About this task
Could you output each line of the data that follows exactly?

(Point localization data)
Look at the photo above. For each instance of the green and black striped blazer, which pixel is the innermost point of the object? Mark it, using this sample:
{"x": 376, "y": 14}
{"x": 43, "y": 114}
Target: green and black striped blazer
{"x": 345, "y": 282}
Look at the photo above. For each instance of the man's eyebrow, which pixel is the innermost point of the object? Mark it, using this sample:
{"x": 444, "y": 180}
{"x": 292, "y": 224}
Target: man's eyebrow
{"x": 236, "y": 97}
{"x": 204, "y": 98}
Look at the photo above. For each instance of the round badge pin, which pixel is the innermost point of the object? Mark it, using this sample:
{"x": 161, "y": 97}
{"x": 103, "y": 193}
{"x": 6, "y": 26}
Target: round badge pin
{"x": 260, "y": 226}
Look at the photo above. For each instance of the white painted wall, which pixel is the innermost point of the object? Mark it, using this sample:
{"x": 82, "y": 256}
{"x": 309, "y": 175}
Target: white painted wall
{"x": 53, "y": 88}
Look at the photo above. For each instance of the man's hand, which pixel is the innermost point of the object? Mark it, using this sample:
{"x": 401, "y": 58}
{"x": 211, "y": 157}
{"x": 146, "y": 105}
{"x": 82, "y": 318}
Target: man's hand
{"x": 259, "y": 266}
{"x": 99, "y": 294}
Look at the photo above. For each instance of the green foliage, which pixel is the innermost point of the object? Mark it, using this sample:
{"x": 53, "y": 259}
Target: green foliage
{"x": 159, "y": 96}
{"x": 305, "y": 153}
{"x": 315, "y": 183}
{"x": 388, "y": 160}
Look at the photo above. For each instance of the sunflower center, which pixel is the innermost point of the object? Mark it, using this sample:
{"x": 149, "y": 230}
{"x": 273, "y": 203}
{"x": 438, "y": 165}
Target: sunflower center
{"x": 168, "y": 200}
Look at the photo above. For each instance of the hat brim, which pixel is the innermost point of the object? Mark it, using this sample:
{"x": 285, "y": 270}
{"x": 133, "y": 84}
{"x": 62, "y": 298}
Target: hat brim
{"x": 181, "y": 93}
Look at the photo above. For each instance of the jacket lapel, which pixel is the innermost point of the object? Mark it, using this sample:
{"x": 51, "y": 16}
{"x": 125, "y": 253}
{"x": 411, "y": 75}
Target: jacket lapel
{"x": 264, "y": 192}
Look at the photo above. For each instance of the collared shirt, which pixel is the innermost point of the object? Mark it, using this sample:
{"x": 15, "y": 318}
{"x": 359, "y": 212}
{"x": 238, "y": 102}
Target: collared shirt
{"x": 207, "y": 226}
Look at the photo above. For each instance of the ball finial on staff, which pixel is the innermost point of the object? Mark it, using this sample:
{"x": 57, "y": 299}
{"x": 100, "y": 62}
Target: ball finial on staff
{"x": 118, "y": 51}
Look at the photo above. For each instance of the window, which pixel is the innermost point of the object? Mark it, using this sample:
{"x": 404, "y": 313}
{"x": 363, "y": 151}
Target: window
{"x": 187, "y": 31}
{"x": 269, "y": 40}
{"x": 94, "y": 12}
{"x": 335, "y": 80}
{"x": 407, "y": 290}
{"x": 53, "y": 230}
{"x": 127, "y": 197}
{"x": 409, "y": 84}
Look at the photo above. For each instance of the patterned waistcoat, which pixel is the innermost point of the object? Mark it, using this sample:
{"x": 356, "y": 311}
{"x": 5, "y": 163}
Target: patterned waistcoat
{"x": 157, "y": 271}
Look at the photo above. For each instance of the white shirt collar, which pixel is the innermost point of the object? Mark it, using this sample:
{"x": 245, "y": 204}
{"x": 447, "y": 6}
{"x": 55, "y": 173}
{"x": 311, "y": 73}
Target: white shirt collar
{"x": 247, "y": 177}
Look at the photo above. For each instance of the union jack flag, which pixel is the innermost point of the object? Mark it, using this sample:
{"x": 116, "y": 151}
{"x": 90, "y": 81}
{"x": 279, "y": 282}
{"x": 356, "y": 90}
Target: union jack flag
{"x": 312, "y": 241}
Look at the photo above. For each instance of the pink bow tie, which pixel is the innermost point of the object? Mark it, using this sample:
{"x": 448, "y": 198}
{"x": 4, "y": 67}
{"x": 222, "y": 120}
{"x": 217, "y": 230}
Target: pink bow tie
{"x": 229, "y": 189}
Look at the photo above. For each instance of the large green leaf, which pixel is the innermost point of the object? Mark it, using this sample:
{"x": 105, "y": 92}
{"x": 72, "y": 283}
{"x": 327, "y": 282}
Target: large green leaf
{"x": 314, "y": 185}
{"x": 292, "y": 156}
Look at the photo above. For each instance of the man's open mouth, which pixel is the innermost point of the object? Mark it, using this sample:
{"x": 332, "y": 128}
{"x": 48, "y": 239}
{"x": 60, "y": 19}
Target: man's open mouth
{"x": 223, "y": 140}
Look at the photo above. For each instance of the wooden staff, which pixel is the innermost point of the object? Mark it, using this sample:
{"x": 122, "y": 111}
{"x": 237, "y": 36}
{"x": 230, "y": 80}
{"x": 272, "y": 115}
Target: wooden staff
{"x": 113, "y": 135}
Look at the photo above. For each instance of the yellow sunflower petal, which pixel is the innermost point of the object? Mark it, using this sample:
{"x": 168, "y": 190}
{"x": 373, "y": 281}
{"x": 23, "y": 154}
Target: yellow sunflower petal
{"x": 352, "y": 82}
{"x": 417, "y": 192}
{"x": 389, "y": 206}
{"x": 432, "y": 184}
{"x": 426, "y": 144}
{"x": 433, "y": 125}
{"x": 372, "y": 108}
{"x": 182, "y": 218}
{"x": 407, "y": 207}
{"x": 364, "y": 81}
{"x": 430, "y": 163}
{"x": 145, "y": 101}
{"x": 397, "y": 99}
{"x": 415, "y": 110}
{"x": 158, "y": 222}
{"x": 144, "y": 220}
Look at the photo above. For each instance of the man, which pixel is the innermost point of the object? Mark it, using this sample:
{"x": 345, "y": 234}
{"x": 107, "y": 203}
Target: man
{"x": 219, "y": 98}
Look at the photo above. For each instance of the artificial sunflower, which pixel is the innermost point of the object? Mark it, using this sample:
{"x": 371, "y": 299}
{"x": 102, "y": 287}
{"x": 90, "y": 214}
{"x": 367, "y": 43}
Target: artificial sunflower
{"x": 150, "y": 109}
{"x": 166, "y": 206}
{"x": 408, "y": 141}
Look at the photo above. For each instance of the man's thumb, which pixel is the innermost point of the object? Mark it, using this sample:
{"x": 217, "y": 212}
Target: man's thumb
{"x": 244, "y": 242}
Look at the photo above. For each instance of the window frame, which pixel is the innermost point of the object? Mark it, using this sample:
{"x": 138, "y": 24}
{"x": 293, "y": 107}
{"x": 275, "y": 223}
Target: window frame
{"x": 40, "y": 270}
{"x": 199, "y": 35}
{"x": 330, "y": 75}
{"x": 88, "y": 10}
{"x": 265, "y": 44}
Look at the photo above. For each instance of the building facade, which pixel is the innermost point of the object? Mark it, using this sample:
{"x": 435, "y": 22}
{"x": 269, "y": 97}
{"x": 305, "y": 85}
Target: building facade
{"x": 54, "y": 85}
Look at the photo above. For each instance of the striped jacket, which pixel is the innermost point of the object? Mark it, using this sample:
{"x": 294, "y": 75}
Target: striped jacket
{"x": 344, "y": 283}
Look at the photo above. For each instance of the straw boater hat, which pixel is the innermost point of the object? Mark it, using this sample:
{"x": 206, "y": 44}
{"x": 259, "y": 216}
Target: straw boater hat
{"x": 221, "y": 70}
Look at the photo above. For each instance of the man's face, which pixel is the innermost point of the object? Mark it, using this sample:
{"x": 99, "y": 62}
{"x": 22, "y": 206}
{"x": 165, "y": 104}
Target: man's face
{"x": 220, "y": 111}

Response area
Look at the photo above. For each instance of the green and black striped blazer, which pixel is the innermost point of the object? Mark it, using this sample:
{"x": 376, "y": 14}
{"x": 43, "y": 114}
Target: green and black striped blazer
{"x": 345, "y": 282}
Look at the photo above. For each instance of the man's eyebrow, which pixel is the innermost point of the object? Mark it, using this sample:
{"x": 444, "y": 180}
{"x": 292, "y": 224}
Target: man's eyebrow
{"x": 236, "y": 97}
{"x": 204, "y": 98}
Look at the photo above. For each instance of the round badge pin, which pixel is the innermost point of the object? Mark it, using this sample:
{"x": 161, "y": 97}
{"x": 103, "y": 193}
{"x": 6, "y": 26}
Target: round badge pin
{"x": 260, "y": 226}
Look at the photo above. For each instance of the white painted wall, which pixel is the innermost point of the object? Mark it, using this sample:
{"x": 82, "y": 256}
{"x": 309, "y": 175}
Target: white painted wall
{"x": 53, "y": 88}
Look at the photo above. For each instance of the man's hand, which pixel is the innermost point of the object? Mark it, using this sample:
{"x": 401, "y": 58}
{"x": 211, "y": 157}
{"x": 146, "y": 105}
{"x": 82, "y": 318}
Target: man's hand
{"x": 259, "y": 266}
{"x": 99, "y": 294}
Look at the photo above. For each instance of the green foliage, which pixel is the innermost point of the object? Mark it, using this sample:
{"x": 53, "y": 259}
Target: green foliage
{"x": 159, "y": 96}
{"x": 305, "y": 153}
{"x": 315, "y": 183}
{"x": 388, "y": 160}
Look at the photo above. For each instance of the sunflower center, which pixel is the innermost point of the object? Mark it, using this sample:
{"x": 149, "y": 230}
{"x": 273, "y": 203}
{"x": 438, "y": 165}
Target: sunflower center
{"x": 168, "y": 200}
Look at the photo above. For each instance of the hat brim, which pixel is the innermost point of the object? Mark it, using this sample:
{"x": 285, "y": 270}
{"x": 133, "y": 84}
{"x": 62, "y": 298}
Target: hat brim
{"x": 181, "y": 93}
Look at the photo above. For each instance of the jacket lapel, which pixel is the innermost point of the object? Mark it, using this sample:
{"x": 51, "y": 16}
{"x": 125, "y": 253}
{"x": 411, "y": 75}
Target: jacket lapel
{"x": 264, "y": 192}
Look at the photo above. For each instance of the collared shirt, which pixel is the innermost point of the object? Mark it, using this sample:
{"x": 15, "y": 318}
{"x": 359, "y": 212}
{"x": 238, "y": 102}
Target: collared shirt
{"x": 207, "y": 226}
Look at the photo above. For each instance of the ball finial on staff, which pixel is the innermost point of the object? Mark it, using this sample:
{"x": 57, "y": 299}
{"x": 100, "y": 62}
Target: ball finial on staff
{"x": 118, "y": 51}
Look at the photo above. For each instance of the window, which pixel is the innermost point of the object? Mark it, using this sample:
{"x": 404, "y": 313}
{"x": 363, "y": 151}
Target: window
{"x": 187, "y": 31}
{"x": 269, "y": 40}
{"x": 94, "y": 12}
{"x": 335, "y": 80}
{"x": 407, "y": 290}
{"x": 53, "y": 230}
{"x": 127, "y": 197}
{"x": 409, "y": 84}
Look at the photo above. For each instance of the patterned waistcoat, which pixel is the innermost point of the object? Mark it, using this sample:
{"x": 356, "y": 311}
{"x": 5, "y": 163}
Target: patterned waistcoat
{"x": 157, "y": 271}
Look at the photo above. For each instance of the white shirt collar, which pixel is the innermost point of the object? Mark it, using this sample:
{"x": 245, "y": 204}
{"x": 447, "y": 6}
{"x": 55, "y": 173}
{"x": 311, "y": 73}
Target: white shirt collar
{"x": 247, "y": 177}
Look at the photo above. For each instance of the union jack flag, which pixel is the innermost point of the object? Mark it, using this sample:
{"x": 116, "y": 151}
{"x": 90, "y": 81}
{"x": 279, "y": 282}
{"x": 356, "y": 90}
Target: union jack flag
{"x": 312, "y": 241}
Look at the photo above. For each instance of the pink bow tie, which pixel is the innermost point of the object? Mark it, using this sample:
{"x": 448, "y": 198}
{"x": 4, "y": 67}
{"x": 222, "y": 120}
{"x": 217, "y": 230}
Target: pink bow tie
{"x": 229, "y": 189}
Look at the photo above. For each instance of the large green leaf, which pixel is the innermost point of the object? Mark it, using this sample:
{"x": 105, "y": 92}
{"x": 72, "y": 283}
{"x": 327, "y": 282}
Target: large green leaf
{"x": 314, "y": 185}
{"x": 292, "y": 156}
Look at the photo above. For each instance of the man's open mouth, which pixel is the innermost point of the object? Mark it, using this sample:
{"x": 332, "y": 128}
{"x": 48, "y": 239}
{"x": 60, "y": 19}
Target: man's open mouth
{"x": 223, "y": 140}
Look at the photo above. For each instance of the wooden staff, which pixel is the innermost point of the object? Mark it, using this sample:
{"x": 122, "y": 111}
{"x": 237, "y": 36}
{"x": 230, "y": 80}
{"x": 272, "y": 115}
Target: wooden staff
{"x": 113, "y": 135}
Look at the photo above. For each instance of the yellow sunflower petal, which pixel is the innermost point of the object? Mark it, using this sample:
{"x": 168, "y": 190}
{"x": 373, "y": 281}
{"x": 23, "y": 154}
Target: yellow sunflower petal
{"x": 352, "y": 82}
{"x": 417, "y": 192}
{"x": 389, "y": 206}
{"x": 432, "y": 184}
{"x": 426, "y": 144}
{"x": 433, "y": 125}
{"x": 372, "y": 108}
{"x": 182, "y": 218}
{"x": 407, "y": 207}
{"x": 364, "y": 81}
{"x": 430, "y": 163}
{"x": 145, "y": 101}
{"x": 397, "y": 99}
{"x": 415, "y": 110}
{"x": 158, "y": 222}
{"x": 144, "y": 220}
Look at the photo above. For each instance of the man, which pixel is the innermost point of the object? Mark it, using this sample:
{"x": 345, "y": 234}
{"x": 107, "y": 203}
Target: man
{"x": 219, "y": 98}
Look at the photo above. For each instance of the artificial sunflower, which pixel is the innermost point of the object? Mark it, using this sample:
{"x": 371, "y": 299}
{"x": 102, "y": 287}
{"x": 90, "y": 214}
{"x": 367, "y": 43}
Target: artificial sunflower
{"x": 150, "y": 109}
{"x": 166, "y": 206}
{"x": 408, "y": 141}
Look at the photo above. For each instance of the man's thumb, which pixel is the innermost point of the object? Mark it, using this sample:
{"x": 217, "y": 212}
Target: man's thumb
{"x": 244, "y": 242}
Look at the photo above. For each instance of the window frame, which pixel is the innermost point of the object? Mark it, using this sample:
{"x": 138, "y": 24}
{"x": 293, "y": 107}
{"x": 275, "y": 223}
Target: window frame
{"x": 40, "y": 270}
{"x": 199, "y": 35}
{"x": 330, "y": 75}
{"x": 88, "y": 10}
{"x": 265, "y": 44}
Look at the photo above. For each instance of the building facade, which pixel is the innermost point of the object? Mark it, using this sample:
{"x": 435, "y": 22}
{"x": 269, "y": 97}
{"x": 305, "y": 85}
Target: building facade
{"x": 54, "y": 85}
Look at the photo above. For each instance of the striped jacket, which pixel is the innermost point of the object? Mark it, using this sample:
{"x": 294, "y": 75}
Target: striped jacket
{"x": 344, "y": 283}
Look at the photo above. For each instance of the straw boater hat, which pixel is the innermost point of the object? Mark it, using this sample:
{"x": 206, "y": 44}
{"x": 259, "y": 216}
Target: straw boater hat
{"x": 221, "y": 70}
Look at the photo above. For each instance of the man's face, which pixel is the innermost point of the object? Mark it, using this sample:
{"x": 99, "y": 62}
{"x": 22, "y": 206}
{"x": 165, "y": 104}
Target: man's face
{"x": 220, "y": 111}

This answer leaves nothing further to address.